### Work item
Each line from the one containing "Would you kindly indicate the table" to the end of the entries below must be restated exactly, and no other line should appear.

### Data for this exercise
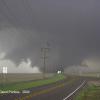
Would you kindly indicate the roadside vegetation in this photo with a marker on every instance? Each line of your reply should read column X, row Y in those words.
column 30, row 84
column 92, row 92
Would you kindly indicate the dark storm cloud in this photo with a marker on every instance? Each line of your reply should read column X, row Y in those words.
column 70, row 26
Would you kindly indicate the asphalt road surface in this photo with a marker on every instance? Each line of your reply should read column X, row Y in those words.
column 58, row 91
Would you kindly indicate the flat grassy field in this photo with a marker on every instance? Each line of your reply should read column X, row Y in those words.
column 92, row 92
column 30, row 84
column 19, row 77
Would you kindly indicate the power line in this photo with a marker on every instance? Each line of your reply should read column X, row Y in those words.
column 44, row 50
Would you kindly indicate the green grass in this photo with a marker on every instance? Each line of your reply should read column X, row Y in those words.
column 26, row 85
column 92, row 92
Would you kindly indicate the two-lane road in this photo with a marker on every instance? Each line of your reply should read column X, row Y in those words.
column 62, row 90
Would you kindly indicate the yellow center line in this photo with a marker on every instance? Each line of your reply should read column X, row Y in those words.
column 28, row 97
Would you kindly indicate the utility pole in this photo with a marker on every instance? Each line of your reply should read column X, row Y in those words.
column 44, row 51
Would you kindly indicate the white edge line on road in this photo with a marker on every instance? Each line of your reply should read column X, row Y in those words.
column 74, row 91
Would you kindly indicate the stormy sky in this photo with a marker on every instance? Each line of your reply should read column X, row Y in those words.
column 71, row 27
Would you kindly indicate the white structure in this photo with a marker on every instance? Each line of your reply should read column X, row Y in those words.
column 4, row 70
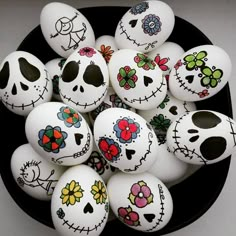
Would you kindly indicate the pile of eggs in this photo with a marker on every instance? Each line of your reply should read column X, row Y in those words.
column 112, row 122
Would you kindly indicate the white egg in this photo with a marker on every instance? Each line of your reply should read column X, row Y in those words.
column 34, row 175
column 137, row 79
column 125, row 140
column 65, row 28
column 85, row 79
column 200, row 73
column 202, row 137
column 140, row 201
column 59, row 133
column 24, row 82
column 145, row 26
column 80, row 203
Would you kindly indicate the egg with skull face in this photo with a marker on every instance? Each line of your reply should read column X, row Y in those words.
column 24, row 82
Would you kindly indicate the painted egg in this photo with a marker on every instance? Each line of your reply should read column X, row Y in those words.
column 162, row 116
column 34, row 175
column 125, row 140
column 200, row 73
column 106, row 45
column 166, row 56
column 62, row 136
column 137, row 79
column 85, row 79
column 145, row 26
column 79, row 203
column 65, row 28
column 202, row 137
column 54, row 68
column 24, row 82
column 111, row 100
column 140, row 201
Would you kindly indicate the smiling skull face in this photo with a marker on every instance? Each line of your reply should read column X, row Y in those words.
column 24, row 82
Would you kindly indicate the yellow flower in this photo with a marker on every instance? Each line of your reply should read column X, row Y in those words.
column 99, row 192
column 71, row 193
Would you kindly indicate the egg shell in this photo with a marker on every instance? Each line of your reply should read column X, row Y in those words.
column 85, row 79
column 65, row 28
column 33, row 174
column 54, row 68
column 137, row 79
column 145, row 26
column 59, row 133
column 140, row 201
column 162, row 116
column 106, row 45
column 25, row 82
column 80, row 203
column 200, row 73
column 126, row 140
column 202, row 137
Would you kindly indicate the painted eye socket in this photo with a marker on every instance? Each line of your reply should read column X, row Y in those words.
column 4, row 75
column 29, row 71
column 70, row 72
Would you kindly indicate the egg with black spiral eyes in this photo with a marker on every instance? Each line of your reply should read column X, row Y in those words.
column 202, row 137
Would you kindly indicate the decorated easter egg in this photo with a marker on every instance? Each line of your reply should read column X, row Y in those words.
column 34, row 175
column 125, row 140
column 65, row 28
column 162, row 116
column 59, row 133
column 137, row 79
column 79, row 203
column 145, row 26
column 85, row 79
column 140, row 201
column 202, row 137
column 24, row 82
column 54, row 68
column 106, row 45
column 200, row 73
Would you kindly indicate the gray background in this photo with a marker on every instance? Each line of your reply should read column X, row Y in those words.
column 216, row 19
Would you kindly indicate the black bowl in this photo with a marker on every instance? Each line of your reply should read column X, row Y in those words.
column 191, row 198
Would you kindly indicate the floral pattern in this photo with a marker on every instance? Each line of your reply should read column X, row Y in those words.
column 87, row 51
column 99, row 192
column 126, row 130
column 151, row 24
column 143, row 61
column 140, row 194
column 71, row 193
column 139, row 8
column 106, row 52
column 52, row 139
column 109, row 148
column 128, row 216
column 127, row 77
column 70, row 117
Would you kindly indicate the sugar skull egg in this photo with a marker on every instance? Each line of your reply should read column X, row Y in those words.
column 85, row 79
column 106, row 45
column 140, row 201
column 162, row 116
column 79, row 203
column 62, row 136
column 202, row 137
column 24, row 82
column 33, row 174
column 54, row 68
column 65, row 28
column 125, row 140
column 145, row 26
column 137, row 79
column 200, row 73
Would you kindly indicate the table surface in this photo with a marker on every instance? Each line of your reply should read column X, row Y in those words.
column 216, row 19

### Solution to this exercise
Would you kindly indicate the table surface in this photo with a marker on every instance? Each line of your reply should read column X, row Y in those words.
column 216, row 19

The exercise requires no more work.